Reproduce all entries verbatim, with nothing added or dropped.

• PROVIDED RECORDS
— Start —

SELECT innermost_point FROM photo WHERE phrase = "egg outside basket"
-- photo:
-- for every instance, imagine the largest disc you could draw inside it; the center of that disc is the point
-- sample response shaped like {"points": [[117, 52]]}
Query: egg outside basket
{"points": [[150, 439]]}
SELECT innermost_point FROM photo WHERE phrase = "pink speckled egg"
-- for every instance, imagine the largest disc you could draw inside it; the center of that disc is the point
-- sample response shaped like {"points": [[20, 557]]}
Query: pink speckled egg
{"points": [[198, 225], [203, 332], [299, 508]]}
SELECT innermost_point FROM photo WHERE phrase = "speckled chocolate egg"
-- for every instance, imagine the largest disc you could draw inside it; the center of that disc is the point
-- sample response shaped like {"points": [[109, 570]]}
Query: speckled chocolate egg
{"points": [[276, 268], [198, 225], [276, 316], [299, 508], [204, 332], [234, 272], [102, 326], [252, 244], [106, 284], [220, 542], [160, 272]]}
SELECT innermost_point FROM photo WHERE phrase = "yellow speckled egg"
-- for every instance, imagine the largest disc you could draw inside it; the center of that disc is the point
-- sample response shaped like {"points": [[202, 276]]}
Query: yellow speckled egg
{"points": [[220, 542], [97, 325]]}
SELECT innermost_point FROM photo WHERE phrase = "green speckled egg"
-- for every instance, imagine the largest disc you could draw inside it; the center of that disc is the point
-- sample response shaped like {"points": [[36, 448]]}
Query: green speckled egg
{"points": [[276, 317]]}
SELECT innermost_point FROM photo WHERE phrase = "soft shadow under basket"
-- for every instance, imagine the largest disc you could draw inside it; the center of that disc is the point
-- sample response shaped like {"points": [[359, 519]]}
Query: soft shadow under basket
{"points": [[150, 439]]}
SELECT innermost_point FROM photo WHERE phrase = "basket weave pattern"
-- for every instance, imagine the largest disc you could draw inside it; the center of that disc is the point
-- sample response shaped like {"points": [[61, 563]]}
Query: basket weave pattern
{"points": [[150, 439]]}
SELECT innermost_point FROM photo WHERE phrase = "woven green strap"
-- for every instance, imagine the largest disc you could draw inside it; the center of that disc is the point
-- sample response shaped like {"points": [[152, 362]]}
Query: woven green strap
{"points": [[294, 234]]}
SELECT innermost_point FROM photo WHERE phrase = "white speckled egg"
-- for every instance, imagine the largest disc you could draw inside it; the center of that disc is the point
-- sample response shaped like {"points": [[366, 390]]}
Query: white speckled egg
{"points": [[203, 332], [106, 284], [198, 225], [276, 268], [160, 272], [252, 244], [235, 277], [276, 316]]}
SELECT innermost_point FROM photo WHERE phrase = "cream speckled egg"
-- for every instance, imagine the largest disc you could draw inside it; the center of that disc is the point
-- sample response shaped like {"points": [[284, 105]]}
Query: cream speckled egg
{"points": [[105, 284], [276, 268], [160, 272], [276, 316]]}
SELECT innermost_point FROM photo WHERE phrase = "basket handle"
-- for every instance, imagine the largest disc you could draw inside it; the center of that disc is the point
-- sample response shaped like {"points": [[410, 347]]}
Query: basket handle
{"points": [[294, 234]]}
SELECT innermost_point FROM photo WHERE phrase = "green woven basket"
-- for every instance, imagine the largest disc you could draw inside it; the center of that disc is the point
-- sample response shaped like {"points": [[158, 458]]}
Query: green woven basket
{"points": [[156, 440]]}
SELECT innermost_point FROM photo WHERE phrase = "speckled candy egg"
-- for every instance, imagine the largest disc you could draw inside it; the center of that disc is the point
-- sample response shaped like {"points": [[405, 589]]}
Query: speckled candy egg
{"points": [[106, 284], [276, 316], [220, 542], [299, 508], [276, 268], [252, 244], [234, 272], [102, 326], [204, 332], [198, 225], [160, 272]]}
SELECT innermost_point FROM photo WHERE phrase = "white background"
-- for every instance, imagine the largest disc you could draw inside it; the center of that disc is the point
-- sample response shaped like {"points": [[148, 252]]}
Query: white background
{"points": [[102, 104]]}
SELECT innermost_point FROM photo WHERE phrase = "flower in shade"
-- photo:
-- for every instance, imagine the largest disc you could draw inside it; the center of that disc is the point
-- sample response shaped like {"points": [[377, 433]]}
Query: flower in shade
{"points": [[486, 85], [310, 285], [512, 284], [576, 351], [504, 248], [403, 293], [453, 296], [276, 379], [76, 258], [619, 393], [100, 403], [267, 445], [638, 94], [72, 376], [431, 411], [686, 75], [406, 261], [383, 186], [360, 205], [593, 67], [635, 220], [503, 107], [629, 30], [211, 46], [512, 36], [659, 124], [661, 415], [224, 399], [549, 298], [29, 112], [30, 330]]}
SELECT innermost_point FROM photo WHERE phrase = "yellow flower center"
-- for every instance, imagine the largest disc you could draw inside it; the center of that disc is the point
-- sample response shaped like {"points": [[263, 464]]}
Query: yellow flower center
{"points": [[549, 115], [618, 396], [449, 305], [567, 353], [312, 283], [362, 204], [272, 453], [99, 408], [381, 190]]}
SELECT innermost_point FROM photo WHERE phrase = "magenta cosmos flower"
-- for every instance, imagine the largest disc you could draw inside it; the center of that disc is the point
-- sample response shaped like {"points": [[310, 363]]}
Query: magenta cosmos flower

— End —

• EXERCISE OUTPUT
SELECT innermost_point FROM photo WHERE phrase = "egg outside basket"
-- photo:
-- for every instance, imagine the largest disc you could draw inside it; the center of that disc is the point
-- sample response shaped like {"points": [[117, 52]]}
Query: egg outside basket
{"points": [[150, 439]]}
SELECT innermost_point FROM photo WHERE phrase = "pink speckled egg"
-- for every instance, imagine the largest disc you could draw inside it; the center of that disc is the point
-- sample response shaped like {"points": [[20, 557]]}
Query: pink speckled egg
{"points": [[198, 225], [203, 332], [299, 508]]}
SELECT innermost_point FROM photo WHERE phrase = "speckled chocolate egg"
-- for every instance, imagine the largest disc you could draw inside it; the center of that disc is the point
-- sample response shaped like {"points": [[109, 570]]}
Query: speckled chocolate egg
{"points": [[276, 268], [198, 225], [276, 316], [299, 508], [204, 332], [234, 272], [102, 326], [252, 244], [106, 284], [220, 542], [160, 272]]}
SELECT innermost_point FROM photo WHERE phrase = "yellow speckled egg"
-- for every instance, imagine the largest disc you could draw inside it; the center of that disc is the point
-- sample response shaped like {"points": [[202, 276]]}
Query: yellow speckled egg
{"points": [[220, 542], [97, 325]]}
SELECT innermost_point FROM photo WHERE phrase = "green speckled egg"
-- for every instance, imagine the largest disc you could draw inside it; the center of that disc is the point
-- sample response shaped like {"points": [[36, 448]]}
Query: green speckled egg
{"points": [[276, 317]]}
SELECT innermost_point FROM photo WHERE phrase = "soft shadow under basket"
-- for every instance, imagine the largest disc you could draw inside it; the center of that disc is the point
-- sample response shaped like {"points": [[359, 519]]}
Query: soft shadow under basket
{"points": [[150, 439]]}
SELECT innermost_point FROM photo WHERE phrase = "basket weave pattern"
-- for every instance, imagine the largest disc you could draw inside it; the center of that disc is the point
-- sample response shaped like {"points": [[61, 563]]}
Query: basket weave pattern
{"points": [[150, 439]]}
SELECT innermost_point FROM photo WHERE phrase = "woven green strap"
-- for every instance, imagine the largest disc you could draw inside it; the center of that disc is the point
-- sample response shaped like {"points": [[152, 362]]}
Query: woven green strap
{"points": [[294, 234]]}
SELECT innermost_point FROM photo WHERE phrase = "white speckled egg"
-- for every instance, imagine the largest disc you could draw inside it; the center of that disc is the point
-- sample response shaped like {"points": [[366, 390]]}
Query: white speckled egg
{"points": [[203, 332], [106, 284], [198, 225], [276, 268], [160, 272], [252, 244], [235, 277], [276, 316]]}
SELECT innermost_point FROM photo WHERE phrase = "cream speckled egg"
-- for every instance, imagine the largest disc you could draw inside it; the center of that disc is the point
-- sample response shaped like {"points": [[284, 105]]}
Query: cream speckled egg
{"points": [[105, 284], [276, 268], [160, 272], [276, 316]]}
SELECT innermost_point FROM photo WHERE phrase = "basket handle"
-- for every instance, imagine the largest disc you could draw inside it; the center of that disc is the point
-- sample response shaped like {"points": [[410, 347]]}
Query: basket handle
{"points": [[294, 234]]}
SELECT innermost_point FROM photo WHERE phrase = "green woven basket"
-- for every instance, imagine the largest disc you could draw inside it; the center of that disc is the point
-- sample response shaped like {"points": [[158, 458]]}
Query: green woven basket
{"points": [[156, 440]]}
SELECT innermost_point FROM photo WHERE phrase = "speckled candy egg"
-- for every instance, imagine the largest disc you could draw inside it; the center of that disc is the point
-- sample response shaped like {"points": [[405, 589]]}
Query: speckled candy egg
{"points": [[106, 284], [276, 316], [220, 542], [299, 508], [276, 268], [252, 244], [234, 272], [102, 326], [204, 332], [198, 225], [160, 272]]}
SELECT innermost_point FROM photo WHERE phrase = "white background"
-- for every instance, imagine the largest disc you could draw inside it; the center of that disc is the point
-- sample response shaped like {"points": [[148, 252]]}
Query: white background
{"points": [[102, 104]]}
SELECT innermost_point FROM photo WHERE phrase = "flower in shade"
-- photo:
-- for every instance, imagine the largest disc you could draw inside it; the center of that disc is the point
-- sample response shaped like {"points": [[377, 433]]}
Query: flower in shade
{"points": [[486, 85], [310, 285], [512, 284], [576, 351], [504, 248], [403, 293], [453, 296], [276, 379], [76, 258], [619, 393], [100, 403], [267, 445], [638, 94], [72, 376], [431, 411], [686, 75], [406, 261], [383, 186], [360, 205], [593, 67], [635, 220], [503, 107], [629, 30], [211, 46], [512, 36], [659, 124], [661, 415], [224, 399], [549, 298], [29, 112], [30, 330]]}
SELECT innermost_point FROM photo WHERE phrase = "yellow flower center"
-- for every instance, imagine the largest disc you could draw inside it; the center of that disc is the point
-- sample response shaped like {"points": [[263, 464]]}
Query: yellow flower center
{"points": [[549, 115], [618, 396], [449, 305], [567, 353], [312, 283], [362, 204], [272, 453], [99, 408], [381, 190]]}
SELECT innermost_point FROM photo WHERE phrase = "magenta cosmos flower"
-- for every instance, imagine the largest disc you could draw inside it; the center of that disc is the point
-- sample response shaped like {"points": [[310, 363]]}
Query: magenta cosmos flower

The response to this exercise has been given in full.